Task requirements:
Copy word for word the part of the listing below that runs from the line holding "Drone-based agricultural survey in progress. Pinpoint flag pole" to the line holding "[115,13,122,127]", with both of those lines included.

Supplied records:
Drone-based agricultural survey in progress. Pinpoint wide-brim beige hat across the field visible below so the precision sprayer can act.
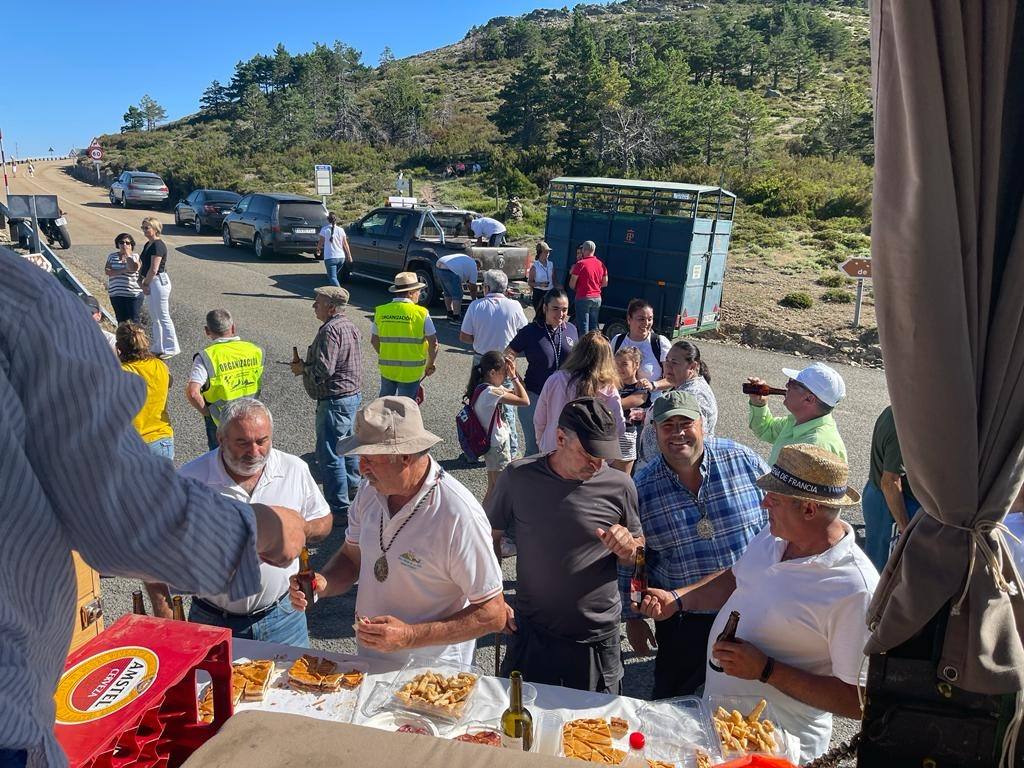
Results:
[338,396,441,456]
[388,272,427,293]
[757,443,860,507]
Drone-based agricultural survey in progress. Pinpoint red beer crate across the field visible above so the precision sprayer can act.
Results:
[54,614,232,768]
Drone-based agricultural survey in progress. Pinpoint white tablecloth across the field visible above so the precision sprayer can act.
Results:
[231,639,800,766]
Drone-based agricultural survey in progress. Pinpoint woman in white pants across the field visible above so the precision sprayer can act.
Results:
[139,216,181,359]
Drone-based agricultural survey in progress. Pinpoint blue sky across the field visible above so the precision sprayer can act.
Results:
[0,0,598,158]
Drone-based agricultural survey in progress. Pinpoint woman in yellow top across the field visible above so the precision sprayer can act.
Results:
[116,323,174,459]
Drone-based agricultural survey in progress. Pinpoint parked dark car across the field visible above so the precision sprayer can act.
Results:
[108,171,167,208]
[174,189,242,234]
[220,193,327,258]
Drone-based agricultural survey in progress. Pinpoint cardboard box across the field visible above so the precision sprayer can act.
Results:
[183,712,566,768]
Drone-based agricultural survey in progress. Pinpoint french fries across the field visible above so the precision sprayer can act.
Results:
[712,698,778,756]
[395,672,476,718]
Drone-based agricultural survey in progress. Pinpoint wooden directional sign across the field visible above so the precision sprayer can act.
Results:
[839,258,871,280]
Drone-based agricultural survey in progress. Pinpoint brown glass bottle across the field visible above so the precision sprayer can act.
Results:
[708,610,739,672]
[630,547,647,605]
[743,382,785,397]
[171,595,188,622]
[295,547,316,609]
[131,590,145,616]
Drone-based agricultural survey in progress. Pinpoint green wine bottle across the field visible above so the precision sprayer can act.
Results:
[502,672,534,752]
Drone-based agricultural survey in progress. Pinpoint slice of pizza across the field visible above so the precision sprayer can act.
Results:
[231,659,274,703]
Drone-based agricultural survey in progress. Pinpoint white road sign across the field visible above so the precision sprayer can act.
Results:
[313,165,334,195]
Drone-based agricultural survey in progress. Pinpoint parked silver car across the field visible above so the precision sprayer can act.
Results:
[110,171,168,208]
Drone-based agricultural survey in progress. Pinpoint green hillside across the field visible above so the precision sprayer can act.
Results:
[82,0,873,354]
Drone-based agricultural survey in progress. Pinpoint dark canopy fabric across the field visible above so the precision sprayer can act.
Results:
[866,0,1024,693]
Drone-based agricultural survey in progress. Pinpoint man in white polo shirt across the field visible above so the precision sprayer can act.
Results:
[463,213,508,248]
[437,253,479,325]
[146,397,332,647]
[704,443,879,764]
[459,269,527,458]
[291,396,506,667]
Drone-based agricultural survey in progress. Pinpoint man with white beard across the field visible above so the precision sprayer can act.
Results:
[146,397,332,647]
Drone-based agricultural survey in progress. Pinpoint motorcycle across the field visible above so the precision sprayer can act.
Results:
[39,211,71,250]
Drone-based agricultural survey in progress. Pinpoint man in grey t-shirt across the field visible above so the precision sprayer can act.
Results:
[486,397,641,694]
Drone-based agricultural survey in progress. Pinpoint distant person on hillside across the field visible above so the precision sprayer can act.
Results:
[316,213,352,288]
[463,213,506,248]
[569,240,608,336]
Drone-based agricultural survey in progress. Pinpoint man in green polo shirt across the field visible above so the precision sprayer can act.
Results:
[748,362,846,464]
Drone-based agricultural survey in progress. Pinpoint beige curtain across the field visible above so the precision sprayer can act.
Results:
[866,0,1024,693]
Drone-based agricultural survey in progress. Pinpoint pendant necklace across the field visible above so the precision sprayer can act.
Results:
[697,502,715,541]
[374,469,444,583]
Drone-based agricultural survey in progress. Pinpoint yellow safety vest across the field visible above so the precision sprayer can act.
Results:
[200,340,263,426]
[374,301,427,384]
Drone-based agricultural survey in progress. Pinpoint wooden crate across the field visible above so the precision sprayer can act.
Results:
[69,552,103,652]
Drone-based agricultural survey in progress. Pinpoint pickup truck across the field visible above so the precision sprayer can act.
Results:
[344,206,531,306]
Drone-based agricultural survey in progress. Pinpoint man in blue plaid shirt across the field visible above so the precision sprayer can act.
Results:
[620,391,768,698]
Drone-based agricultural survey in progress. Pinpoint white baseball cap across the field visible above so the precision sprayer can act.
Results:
[782,362,846,408]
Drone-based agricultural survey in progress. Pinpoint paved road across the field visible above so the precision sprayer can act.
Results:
[13,159,889,753]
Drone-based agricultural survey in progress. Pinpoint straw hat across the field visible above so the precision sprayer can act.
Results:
[758,443,860,507]
[388,272,427,293]
[338,396,441,456]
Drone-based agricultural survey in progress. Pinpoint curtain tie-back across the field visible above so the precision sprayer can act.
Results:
[926,510,1021,616]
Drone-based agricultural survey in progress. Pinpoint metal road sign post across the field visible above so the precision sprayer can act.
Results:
[839,258,871,328]
[86,139,103,184]
[313,165,334,208]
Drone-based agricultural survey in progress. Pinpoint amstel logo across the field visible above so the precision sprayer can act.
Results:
[53,646,160,725]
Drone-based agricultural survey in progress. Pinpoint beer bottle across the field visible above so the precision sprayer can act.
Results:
[295,547,316,608]
[743,382,785,397]
[131,590,145,616]
[171,595,188,622]
[708,610,739,672]
[502,672,534,752]
[630,547,647,605]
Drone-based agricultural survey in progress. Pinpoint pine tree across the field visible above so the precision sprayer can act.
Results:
[549,10,604,169]
[199,80,230,116]
[121,104,145,133]
[138,93,167,131]
[490,53,551,150]
[373,61,427,145]
[732,91,771,169]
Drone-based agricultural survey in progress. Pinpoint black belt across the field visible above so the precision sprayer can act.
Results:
[193,592,289,622]
[316,390,359,401]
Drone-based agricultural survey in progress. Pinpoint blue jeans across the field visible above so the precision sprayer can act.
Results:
[145,437,174,461]
[437,269,462,301]
[519,392,541,456]
[577,296,601,336]
[379,376,420,400]
[188,596,309,648]
[324,259,345,287]
[316,392,362,516]
[860,480,921,573]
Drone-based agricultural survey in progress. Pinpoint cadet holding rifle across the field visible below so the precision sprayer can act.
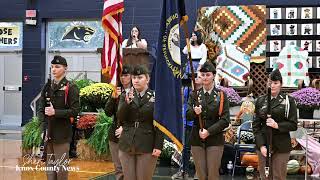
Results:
[38,56,80,180]
[117,65,163,180]
[105,65,132,180]
[252,69,298,180]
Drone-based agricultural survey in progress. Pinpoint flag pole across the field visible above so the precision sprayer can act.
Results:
[180,23,203,131]
[115,13,122,127]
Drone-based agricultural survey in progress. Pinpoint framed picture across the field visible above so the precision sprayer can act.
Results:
[286,24,298,36]
[301,7,313,19]
[301,24,313,35]
[286,8,298,19]
[269,57,278,68]
[301,40,312,52]
[269,8,281,19]
[316,56,320,68]
[269,40,281,52]
[315,40,320,52]
[270,24,282,36]
[286,40,298,46]
[307,56,312,68]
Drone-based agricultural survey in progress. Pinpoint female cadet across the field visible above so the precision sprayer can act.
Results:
[38,56,80,180]
[252,69,297,180]
[187,62,230,180]
[117,65,163,180]
[105,65,131,180]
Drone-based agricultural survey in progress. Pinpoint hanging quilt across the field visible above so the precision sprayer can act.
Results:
[273,45,310,87]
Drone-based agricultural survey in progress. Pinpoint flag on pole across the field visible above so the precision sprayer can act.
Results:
[101,0,124,86]
[154,0,185,151]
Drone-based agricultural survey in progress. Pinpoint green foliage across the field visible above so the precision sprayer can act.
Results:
[80,83,113,112]
[74,79,95,90]
[160,139,175,159]
[87,110,112,155]
[22,117,42,149]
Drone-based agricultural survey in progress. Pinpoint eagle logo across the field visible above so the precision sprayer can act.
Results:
[62,25,95,43]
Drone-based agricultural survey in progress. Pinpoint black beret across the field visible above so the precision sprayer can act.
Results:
[122,64,132,74]
[200,61,216,74]
[270,69,282,83]
[132,65,149,76]
[51,55,68,66]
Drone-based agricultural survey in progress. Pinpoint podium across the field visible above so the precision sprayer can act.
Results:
[122,48,152,72]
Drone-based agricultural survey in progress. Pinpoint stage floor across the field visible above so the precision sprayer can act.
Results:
[0,132,319,180]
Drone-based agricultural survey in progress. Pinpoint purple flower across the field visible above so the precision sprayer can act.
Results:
[291,87,320,108]
[217,86,241,106]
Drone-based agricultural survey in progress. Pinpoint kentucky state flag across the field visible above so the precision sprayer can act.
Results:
[154,0,185,151]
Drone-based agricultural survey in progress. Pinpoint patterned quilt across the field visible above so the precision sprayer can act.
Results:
[273,45,310,87]
[195,5,267,63]
[215,44,250,86]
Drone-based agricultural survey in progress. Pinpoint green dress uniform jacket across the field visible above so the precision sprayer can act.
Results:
[38,78,80,143]
[252,93,298,153]
[186,88,230,147]
[105,91,125,143]
[117,89,164,154]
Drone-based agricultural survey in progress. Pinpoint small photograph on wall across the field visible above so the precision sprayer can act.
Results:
[301,40,312,52]
[269,40,281,52]
[286,8,298,19]
[269,57,278,68]
[316,56,320,68]
[286,40,297,46]
[269,8,281,19]
[270,24,282,36]
[307,56,312,68]
[286,24,298,36]
[301,7,313,19]
[301,24,313,35]
[316,40,320,52]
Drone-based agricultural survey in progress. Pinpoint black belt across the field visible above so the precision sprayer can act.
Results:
[123,121,152,129]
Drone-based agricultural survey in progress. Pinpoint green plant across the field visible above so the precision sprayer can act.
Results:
[80,83,113,112]
[74,79,95,89]
[87,110,112,155]
[22,117,42,150]
[160,139,175,159]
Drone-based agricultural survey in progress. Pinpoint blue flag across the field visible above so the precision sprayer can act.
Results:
[154,0,183,151]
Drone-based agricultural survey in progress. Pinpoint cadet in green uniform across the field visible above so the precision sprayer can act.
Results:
[252,69,297,180]
[38,56,80,180]
[187,62,230,180]
[105,65,132,180]
[117,65,163,180]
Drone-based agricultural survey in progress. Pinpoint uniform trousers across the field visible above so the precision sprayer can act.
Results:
[191,145,224,180]
[46,143,70,180]
[119,150,158,180]
[257,151,290,180]
[109,141,123,180]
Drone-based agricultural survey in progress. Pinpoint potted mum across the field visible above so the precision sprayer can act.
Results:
[80,83,113,112]
[291,87,320,119]
[217,86,241,107]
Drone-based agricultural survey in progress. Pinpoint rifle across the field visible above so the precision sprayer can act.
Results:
[40,68,54,162]
[265,87,272,179]
[182,23,203,131]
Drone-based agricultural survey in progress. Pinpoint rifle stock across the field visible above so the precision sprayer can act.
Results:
[40,68,54,162]
[265,87,272,179]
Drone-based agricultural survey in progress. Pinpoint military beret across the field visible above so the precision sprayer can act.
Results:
[51,55,68,66]
[270,69,282,83]
[122,64,132,74]
[132,65,149,76]
[200,61,216,74]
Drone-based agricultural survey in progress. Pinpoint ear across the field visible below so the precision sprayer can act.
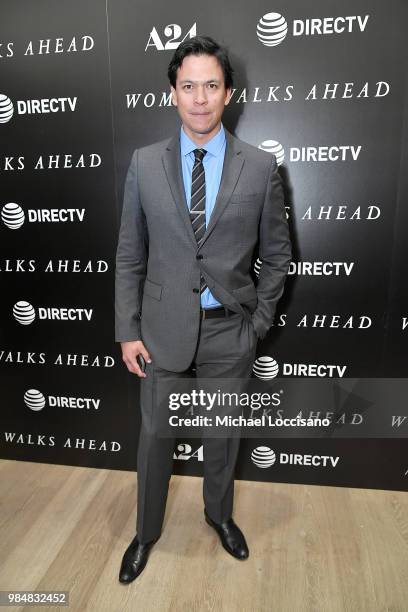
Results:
[170,85,177,106]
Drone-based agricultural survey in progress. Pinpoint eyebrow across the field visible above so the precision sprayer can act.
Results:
[180,79,220,85]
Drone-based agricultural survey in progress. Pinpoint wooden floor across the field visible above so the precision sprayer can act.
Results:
[0,461,408,612]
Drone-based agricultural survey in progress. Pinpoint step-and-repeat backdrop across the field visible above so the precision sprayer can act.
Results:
[0,0,408,489]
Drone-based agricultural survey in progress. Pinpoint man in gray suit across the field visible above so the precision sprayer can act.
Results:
[115,36,291,583]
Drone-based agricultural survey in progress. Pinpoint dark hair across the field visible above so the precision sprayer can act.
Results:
[167,36,234,89]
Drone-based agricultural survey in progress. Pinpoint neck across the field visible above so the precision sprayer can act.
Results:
[183,122,221,147]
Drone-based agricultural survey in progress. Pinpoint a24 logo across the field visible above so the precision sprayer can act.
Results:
[145,23,197,51]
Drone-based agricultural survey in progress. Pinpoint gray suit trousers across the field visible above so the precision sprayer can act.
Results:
[136,313,258,543]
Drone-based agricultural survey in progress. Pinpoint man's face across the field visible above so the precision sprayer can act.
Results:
[171,55,231,144]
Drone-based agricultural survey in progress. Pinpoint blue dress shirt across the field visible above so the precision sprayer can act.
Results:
[180,124,226,308]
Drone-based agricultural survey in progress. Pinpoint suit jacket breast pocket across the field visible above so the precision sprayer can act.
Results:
[143,278,163,300]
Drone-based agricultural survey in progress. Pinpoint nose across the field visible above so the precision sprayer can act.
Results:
[194,85,207,104]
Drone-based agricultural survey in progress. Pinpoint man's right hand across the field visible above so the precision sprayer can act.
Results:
[120,340,152,378]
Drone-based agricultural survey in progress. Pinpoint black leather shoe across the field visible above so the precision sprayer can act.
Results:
[204,509,249,559]
[119,534,159,584]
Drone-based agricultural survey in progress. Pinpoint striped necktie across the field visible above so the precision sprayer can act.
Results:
[190,149,207,293]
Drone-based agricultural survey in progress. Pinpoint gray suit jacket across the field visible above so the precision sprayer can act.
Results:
[115,130,291,372]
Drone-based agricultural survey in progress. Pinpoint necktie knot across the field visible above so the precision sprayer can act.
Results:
[194,149,207,162]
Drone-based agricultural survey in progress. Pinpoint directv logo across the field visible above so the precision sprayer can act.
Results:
[251,446,340,469]
[13,300,93,325]
[258,140,285,166]
[0,94,78,123]
[252,355,347,380]
[256,13,288,47]
[252,355,279,380]
[251,446,276,469]
[24,389,101,412]
[24,389,45,412]
[1,202,85,229]
[0,94,14,123]
[256,13,370,47]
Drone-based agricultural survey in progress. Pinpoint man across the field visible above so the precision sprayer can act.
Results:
[115,36,291,583]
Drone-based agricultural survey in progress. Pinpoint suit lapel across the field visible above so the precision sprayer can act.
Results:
[199,128,244,248]
[162,134,197,246]
[162,128,244,248]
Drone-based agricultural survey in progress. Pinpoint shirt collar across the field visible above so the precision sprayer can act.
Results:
[180,123,225,157]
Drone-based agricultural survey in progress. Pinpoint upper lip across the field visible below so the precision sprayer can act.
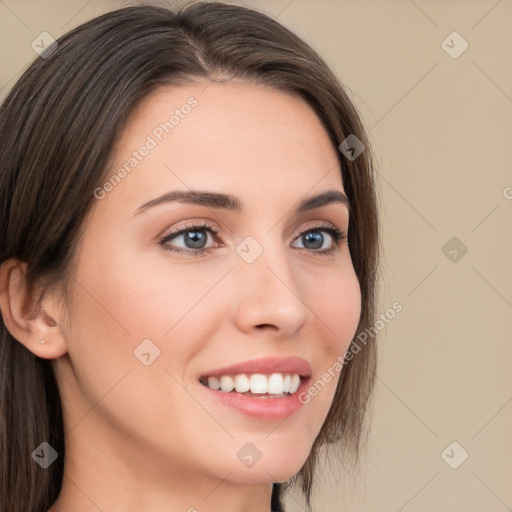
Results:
[203,356,311,377]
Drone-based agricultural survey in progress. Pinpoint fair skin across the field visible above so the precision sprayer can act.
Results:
[0,81,361,512]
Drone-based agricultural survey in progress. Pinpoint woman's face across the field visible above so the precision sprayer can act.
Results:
[54,82,361,483]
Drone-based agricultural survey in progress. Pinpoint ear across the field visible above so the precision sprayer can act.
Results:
[0,259,67,359]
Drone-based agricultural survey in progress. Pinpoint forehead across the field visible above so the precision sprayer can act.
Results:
[97,82,343,218]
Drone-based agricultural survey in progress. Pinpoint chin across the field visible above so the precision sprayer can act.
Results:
[224,446,310,484]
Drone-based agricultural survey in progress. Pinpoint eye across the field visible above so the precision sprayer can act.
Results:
[296,224,347,256]
[159,223,347,256]
[160,223,218,256]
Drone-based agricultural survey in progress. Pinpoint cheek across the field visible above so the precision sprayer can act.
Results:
[308,260,361,352]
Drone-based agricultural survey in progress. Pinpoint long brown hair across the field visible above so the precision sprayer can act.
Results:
[0,2,379,512]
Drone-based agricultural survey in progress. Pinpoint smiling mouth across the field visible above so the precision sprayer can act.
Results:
[199,373,302,398]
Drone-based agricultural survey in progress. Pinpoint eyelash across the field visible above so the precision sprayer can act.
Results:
[159,223,347,256]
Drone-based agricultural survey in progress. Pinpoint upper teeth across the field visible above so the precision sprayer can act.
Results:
[203,373,300,395]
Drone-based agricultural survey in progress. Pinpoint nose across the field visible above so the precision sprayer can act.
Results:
[232,237,310,339]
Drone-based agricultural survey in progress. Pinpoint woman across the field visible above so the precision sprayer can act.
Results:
[0,2,378,512]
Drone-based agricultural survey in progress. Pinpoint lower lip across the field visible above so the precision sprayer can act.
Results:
[199,378,309,420]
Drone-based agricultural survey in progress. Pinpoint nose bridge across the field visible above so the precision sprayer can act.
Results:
[235,231,308,334]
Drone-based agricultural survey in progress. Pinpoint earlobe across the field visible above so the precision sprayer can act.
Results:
[0,259,67,359]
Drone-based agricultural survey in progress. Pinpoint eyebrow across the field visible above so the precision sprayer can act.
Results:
[132,190,350,217]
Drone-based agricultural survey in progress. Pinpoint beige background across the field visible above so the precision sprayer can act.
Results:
[0,0,512,512]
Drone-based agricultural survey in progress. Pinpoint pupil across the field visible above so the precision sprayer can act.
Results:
[304,233,324,249]
[185,231,206,249]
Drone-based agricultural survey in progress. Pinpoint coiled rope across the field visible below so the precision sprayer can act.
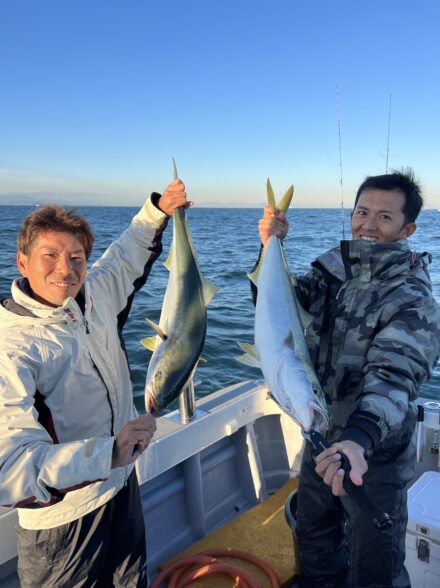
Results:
[150,549,280,588]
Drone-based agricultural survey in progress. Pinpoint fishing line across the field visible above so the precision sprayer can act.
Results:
[336,82,345,241]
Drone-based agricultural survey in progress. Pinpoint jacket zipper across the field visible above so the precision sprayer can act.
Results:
[83,317,115,436]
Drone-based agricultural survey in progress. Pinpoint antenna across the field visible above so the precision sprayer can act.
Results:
[385,94,392,174]
[336,82,345,241]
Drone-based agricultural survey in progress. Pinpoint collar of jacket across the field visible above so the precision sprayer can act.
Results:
[315,239,431,287]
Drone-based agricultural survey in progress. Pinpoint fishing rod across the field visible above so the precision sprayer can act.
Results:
[336,82,345,241]
[385,94,392,174]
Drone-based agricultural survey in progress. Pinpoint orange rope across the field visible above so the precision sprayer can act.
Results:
[150,549,280,588]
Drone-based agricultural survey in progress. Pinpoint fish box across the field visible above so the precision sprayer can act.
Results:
[405,472,440,588]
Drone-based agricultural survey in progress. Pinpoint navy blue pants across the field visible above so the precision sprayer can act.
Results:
[295,444,410,588]
[17,471,147,588]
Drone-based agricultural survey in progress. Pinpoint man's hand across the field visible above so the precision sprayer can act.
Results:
[112,413,156,469]
[258,206,289,247]
[158,180,193,216]
[315,440,368,496]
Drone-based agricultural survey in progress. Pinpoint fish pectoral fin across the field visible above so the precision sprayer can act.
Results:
[164,244,173,271]
[141,335,156,351]
[234,353,261,370]
[238,341,260,361]
[202,277,220,306]
[235,342,261,369]
[284,331,295,349]
[267,178,293,213]
[145,319,167,341]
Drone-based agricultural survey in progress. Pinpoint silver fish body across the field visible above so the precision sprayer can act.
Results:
[255,236,328,432]
[143,208,217,412]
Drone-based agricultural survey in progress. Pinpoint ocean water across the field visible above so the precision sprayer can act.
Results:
[0,206,440,410]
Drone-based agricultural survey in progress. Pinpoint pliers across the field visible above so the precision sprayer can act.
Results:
[301,429,393,532]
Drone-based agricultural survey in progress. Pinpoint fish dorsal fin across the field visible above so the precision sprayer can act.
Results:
[173,157,179,180]
[290,274,313,331]
[145,319,167,341]
[141,335,156,351]
[200,274,220,306]
[247,247,266,286]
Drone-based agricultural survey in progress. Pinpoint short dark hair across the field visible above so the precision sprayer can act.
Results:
[17,204,95,259]
[354,168,423,223]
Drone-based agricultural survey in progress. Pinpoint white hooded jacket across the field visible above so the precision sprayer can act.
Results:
[0,200,166,529]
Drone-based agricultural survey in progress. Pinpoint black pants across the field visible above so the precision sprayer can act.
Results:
[17,472,147,588]
[296,444,410,588]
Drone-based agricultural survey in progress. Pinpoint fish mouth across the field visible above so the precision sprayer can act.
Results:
[147,394,159,414]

Written answer:
Drone-based agricultural survey in progress. Pinpoint flag pole across the field visible above so the precision sprayer can act.
Results:
[180,23,203,131]
[115,13,122,127]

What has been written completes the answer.